» **Work to be completed**:
Could you give the data below again, exactly and completely?

:: Records for this exercise

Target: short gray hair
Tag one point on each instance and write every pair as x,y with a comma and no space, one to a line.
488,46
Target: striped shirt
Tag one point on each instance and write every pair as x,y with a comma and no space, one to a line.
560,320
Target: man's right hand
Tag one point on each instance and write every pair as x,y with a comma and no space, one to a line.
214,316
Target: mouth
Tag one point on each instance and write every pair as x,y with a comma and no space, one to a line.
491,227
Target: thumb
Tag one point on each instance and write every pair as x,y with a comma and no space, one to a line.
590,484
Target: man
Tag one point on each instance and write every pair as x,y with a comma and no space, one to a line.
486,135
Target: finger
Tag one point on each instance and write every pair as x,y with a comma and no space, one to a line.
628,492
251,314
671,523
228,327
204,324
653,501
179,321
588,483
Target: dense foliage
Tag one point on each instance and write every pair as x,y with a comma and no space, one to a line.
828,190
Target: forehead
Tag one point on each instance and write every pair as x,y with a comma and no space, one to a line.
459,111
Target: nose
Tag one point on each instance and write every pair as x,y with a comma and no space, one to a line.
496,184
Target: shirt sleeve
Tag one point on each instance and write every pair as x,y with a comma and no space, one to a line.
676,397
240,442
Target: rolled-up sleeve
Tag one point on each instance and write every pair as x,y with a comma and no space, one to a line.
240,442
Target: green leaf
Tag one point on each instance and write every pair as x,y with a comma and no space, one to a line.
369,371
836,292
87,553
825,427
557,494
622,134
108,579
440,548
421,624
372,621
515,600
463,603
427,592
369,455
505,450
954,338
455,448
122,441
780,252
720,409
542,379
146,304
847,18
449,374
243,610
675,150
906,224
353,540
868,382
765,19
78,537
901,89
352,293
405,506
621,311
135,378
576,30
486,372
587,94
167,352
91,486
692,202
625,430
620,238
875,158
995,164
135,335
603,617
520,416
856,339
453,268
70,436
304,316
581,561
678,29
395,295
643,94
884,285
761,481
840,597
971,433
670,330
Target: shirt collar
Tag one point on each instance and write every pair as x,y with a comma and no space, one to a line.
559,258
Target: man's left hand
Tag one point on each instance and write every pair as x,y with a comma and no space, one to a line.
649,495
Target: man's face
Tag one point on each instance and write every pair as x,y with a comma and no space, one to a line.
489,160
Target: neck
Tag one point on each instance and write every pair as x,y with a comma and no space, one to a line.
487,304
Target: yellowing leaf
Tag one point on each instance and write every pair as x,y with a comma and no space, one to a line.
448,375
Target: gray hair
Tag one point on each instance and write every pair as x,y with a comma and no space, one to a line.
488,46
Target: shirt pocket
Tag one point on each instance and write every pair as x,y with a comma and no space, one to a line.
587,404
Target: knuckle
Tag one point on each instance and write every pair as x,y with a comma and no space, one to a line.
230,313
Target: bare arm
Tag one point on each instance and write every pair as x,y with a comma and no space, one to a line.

::::

» **Answer to the problem**:
Target: short gray hair
Tag one point on each instance and write every pair as x,y with a comma and no space, one to a line.
488,46
Target: striped shirt
Tag one point on each instance and write every pair as x,y with a comma and no space, one to a line.
560,320
Target: man's right hand
Tag one point on each instance and write every pair as x,y with a comma and no space, one to a line.
214,316
Target: mouth
Tag one point on each instance and write every pair as x,y with a comma and no space, one to a line.
491,227
Target: thumb
Tag one point on each instance and write every pair as x,y with a comma and no space, one to a line.
590,484
Target: man
Tag one point on each instance and write every pair as x,y with a comma and no space, one to a line.
486,135
Target: finger
Tag one point on each instance and write every pair as x,y with a comma and no space, one to a line.
628,492
251,314
671,523
228,327
204,324
653,501
179,321
588,483
Target: dense foliage
Tag one point on each instance and write every pair as x,y with a comma and no space, one to a line.
828,190
Target: forehead
Tag one point on each instance and write every pair as x,y with a comma and no space, one to a line.
459,111
Target: nose
Tag one point on each instance and write every pair as x,y with a comma and no space, one to a line.
496,184
Target: shirt sleeve
Tag one point on each instance and write every pair as x,y with a comma and no space, one to a line.
676,397
240,442
Target: rolled-up sleeve
Tag one point on each instance and write every pair as x,y with a comma and no space, one to a line.
240,442
Target: green leaf
Tag one point on each instance and write every pair as x,y with a comma and no space, one to a line.
369,371
836,292
87,553
825,427
557,494
622,134
108,579
440,548
421,624
372,621
515,600
463,603
427,592
369,455
505,450
954,338
455,448
122,441
780,252
720,409
542,379
146,304
847,18
449,374
243,610
675,150
906,224
353,540
868,382
765,19
78,537
901,89
352,293
405,506
621,311
135,378
576,30
486,372
587,94
167,352
91,486
692,202
625,430
620,238
875,158
995,164
135,335
603,617
520,416
856,339
453,268
70,436
304,316
581,561
678,29
395,295
643,94
884,285
761,481
840,597
971,433
670,330
Target: shirt collar
Tag one point on each instance and write every pair as x,y with a comma and no space, one to a line.
559,258
Target: man's left hand
Tag one point on each instance and write every pair as x,y with a comma and no space, one to a line.
649,495
Target: man's face
Tag one point on each instance and write every pair as x,y with a comma and no space, one to a line.
489,160
Target: neck
Tag one point on each instance and write every pair as x,y with a comma and no space, one to a line.
487,304
Target: yellowing leaf
Tag one point on each instance and write every pair as x,y with a comma and no space, one to a line.
448,375
Target: gray hair
Tag one point on each instance and write every pair as x,y with a comma and no space, one to a line.
488,46
Target: shirt pocket
Tag one point on each instance and write every pair as x,y with a comma and no space, one to a line.
587,404
Target: knuckle
Tag one point on each instance and write every pair as x,y with a comma and no space, one to a line.
230,313
Target: bare arm
Tag one point on each instance and write every pair as x,y with a comma and no space, one to a line.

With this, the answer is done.